TASK GOAL ->
Collect every line in the rows below that contains the string "tree", matching case exactly.

LISTED ENTRIES ->
+++++

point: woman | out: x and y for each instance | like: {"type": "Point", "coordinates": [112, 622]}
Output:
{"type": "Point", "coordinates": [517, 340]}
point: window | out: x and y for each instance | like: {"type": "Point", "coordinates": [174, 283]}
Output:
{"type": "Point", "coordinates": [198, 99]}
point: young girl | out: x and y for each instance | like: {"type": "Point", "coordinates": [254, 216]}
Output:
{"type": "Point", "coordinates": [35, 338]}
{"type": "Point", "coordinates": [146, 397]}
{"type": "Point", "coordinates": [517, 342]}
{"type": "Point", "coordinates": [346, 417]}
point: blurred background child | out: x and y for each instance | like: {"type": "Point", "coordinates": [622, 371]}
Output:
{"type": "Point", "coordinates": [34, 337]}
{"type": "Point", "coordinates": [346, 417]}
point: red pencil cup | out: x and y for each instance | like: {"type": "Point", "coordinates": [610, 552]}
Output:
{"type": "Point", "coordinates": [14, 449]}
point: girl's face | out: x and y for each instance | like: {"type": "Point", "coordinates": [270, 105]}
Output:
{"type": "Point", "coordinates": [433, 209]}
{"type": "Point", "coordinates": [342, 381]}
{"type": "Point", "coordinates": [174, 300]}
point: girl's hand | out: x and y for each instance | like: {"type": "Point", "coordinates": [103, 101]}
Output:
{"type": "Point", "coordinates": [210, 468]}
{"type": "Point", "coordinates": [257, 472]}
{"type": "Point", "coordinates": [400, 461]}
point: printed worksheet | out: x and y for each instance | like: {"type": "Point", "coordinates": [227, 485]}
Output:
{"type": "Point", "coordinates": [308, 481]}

+++++

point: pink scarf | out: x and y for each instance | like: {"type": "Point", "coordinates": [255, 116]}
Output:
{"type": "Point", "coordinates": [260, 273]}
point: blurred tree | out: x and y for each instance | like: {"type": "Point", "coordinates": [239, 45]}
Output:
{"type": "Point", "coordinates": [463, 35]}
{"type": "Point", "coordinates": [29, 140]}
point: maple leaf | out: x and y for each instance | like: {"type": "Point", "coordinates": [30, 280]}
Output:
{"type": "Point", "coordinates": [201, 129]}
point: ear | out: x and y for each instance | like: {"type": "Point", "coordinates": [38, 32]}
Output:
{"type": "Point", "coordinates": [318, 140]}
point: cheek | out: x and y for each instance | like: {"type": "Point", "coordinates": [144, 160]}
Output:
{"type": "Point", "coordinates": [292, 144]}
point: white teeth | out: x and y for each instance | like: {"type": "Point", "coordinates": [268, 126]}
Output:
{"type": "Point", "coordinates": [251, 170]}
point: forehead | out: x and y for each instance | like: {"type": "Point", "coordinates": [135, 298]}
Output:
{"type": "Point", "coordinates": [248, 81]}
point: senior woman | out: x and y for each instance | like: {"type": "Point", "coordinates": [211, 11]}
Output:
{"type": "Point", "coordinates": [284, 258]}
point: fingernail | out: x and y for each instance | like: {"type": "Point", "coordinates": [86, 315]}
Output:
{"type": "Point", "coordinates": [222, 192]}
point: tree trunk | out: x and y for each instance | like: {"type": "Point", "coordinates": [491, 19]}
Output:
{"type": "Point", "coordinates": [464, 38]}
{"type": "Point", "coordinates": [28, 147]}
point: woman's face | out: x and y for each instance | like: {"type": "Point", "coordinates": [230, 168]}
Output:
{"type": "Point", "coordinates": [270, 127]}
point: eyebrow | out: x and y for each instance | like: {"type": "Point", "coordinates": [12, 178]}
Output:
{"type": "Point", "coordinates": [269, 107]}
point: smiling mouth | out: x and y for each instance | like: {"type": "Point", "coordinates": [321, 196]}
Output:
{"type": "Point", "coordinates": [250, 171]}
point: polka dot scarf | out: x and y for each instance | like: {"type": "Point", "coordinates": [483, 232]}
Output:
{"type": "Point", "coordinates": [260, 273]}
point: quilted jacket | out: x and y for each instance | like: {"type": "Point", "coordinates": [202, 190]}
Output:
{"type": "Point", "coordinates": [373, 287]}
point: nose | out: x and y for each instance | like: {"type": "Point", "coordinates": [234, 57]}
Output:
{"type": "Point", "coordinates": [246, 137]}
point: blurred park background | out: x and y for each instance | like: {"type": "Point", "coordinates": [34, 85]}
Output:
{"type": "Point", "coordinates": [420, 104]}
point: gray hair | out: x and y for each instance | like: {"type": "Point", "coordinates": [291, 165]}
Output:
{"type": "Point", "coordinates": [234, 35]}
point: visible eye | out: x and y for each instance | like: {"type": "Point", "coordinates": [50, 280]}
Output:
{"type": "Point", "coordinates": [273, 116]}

+++++

SOLUTION FOR THIS EXERCISE ->
point: blurred tree | out: x and y for each instance | like: {"type": "Point", "coordinates": [239, 45]}
point: tree trunk | out: x and y for each instance | like: {"type": "Point", "coordinates": [491, 19]}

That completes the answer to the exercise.